EXERCISE PROMPT >> From the records below, copy out word for word the lines starting with the line containing "Target: framed photograph" and going on through the end of the records.

Outline items for labeled areas
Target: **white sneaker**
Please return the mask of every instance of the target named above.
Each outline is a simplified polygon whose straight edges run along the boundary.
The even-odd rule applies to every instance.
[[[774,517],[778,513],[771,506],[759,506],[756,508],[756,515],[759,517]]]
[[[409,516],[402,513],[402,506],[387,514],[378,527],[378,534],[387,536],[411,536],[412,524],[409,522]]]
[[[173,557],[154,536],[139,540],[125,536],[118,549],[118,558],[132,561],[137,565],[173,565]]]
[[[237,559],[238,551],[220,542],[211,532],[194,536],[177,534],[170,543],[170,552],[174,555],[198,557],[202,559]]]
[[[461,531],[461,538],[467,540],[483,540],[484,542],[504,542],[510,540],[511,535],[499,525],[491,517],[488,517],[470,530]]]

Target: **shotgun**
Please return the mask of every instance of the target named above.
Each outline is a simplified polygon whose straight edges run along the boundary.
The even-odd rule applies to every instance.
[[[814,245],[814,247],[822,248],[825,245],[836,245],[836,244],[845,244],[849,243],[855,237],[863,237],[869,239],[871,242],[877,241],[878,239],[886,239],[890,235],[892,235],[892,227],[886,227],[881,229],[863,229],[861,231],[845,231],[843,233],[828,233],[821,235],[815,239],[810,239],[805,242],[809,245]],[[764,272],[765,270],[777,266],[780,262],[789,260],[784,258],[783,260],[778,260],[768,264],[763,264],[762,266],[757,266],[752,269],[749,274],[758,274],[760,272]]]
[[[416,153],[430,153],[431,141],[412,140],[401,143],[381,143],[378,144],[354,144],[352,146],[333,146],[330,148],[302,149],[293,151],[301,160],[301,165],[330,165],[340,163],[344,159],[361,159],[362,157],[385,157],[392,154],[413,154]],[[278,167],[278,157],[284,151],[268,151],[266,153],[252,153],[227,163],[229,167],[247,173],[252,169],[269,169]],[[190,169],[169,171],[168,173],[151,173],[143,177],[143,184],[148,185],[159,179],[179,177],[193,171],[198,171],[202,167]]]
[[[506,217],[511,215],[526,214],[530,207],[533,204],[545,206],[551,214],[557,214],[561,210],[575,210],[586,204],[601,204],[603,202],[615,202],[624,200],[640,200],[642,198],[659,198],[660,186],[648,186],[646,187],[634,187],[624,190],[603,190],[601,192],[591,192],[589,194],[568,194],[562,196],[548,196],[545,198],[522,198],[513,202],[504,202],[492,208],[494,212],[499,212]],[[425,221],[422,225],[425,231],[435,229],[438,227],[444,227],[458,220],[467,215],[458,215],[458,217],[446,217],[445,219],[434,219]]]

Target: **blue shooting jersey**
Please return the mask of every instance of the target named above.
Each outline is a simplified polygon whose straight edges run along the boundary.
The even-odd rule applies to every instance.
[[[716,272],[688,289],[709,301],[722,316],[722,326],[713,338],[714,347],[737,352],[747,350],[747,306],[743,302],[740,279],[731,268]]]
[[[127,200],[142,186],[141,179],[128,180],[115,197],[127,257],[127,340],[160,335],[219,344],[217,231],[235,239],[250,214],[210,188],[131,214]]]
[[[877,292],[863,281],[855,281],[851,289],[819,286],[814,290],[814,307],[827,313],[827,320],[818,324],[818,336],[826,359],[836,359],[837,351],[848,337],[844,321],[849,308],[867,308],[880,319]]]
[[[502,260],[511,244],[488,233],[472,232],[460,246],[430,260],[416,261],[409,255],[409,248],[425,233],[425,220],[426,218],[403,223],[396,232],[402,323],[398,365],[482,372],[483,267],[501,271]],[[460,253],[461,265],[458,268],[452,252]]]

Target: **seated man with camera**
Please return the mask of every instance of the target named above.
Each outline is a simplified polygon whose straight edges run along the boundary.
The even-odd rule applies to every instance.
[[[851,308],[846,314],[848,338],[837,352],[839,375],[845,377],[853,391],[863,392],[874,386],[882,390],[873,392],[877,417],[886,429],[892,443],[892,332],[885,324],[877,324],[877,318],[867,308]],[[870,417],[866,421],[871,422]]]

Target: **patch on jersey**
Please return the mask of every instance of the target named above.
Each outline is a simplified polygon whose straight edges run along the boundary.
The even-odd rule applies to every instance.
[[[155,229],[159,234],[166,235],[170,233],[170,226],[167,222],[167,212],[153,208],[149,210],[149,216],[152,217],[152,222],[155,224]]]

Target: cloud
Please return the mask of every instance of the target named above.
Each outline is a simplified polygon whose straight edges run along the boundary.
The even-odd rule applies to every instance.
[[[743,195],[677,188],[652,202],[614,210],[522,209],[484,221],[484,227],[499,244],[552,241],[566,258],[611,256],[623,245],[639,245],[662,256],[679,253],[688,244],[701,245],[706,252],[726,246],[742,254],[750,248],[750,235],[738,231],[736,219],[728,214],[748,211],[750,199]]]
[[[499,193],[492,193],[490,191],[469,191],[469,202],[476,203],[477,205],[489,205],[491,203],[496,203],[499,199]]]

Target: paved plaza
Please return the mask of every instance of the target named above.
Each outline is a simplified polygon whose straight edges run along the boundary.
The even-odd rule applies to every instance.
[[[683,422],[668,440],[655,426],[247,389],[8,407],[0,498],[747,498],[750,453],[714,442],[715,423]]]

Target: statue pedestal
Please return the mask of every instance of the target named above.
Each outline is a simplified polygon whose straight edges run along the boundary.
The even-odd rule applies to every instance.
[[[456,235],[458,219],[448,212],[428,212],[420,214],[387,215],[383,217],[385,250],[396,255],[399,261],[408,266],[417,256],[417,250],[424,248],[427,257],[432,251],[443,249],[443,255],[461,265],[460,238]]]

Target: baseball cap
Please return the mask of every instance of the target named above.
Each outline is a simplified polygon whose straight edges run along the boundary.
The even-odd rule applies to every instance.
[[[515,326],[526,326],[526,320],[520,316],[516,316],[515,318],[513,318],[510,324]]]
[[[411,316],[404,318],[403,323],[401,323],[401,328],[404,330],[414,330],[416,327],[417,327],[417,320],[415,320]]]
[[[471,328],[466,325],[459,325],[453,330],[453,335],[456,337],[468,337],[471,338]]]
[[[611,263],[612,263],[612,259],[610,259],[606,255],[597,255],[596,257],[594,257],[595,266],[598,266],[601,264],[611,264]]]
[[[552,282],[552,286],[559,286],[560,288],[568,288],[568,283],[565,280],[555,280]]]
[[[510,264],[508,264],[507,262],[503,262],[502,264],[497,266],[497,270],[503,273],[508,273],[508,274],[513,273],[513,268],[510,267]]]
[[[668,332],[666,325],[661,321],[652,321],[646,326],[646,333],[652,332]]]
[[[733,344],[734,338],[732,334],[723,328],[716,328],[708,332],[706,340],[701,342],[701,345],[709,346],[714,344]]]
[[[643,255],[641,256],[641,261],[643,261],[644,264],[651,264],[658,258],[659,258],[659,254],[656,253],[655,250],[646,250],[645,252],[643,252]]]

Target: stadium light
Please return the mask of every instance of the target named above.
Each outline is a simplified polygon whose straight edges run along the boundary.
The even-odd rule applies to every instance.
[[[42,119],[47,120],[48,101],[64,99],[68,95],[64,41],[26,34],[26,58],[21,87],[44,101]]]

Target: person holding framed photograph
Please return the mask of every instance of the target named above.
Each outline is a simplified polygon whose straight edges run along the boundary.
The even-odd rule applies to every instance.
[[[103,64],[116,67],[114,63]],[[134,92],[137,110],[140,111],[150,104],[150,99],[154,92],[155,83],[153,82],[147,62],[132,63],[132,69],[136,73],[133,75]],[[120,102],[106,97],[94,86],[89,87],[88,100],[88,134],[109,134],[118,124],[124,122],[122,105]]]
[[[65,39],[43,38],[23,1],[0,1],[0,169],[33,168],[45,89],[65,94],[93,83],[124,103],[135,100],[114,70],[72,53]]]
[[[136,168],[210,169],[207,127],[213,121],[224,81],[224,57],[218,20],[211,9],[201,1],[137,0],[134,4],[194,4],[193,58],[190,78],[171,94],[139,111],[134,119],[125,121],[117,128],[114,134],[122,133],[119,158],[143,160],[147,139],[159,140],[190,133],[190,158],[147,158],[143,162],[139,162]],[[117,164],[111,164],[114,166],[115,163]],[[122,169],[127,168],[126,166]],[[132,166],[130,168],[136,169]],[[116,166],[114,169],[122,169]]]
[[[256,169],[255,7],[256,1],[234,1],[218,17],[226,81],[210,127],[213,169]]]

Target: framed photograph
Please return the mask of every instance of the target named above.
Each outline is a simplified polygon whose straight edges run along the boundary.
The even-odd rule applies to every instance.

TASK ANSWER >>
Target: framed photograph
Please return the mask of every instance of the target named above.
Each outline is a simplified polygon whose straight edges run along the boundary.
The even-odd rule applies to every instance.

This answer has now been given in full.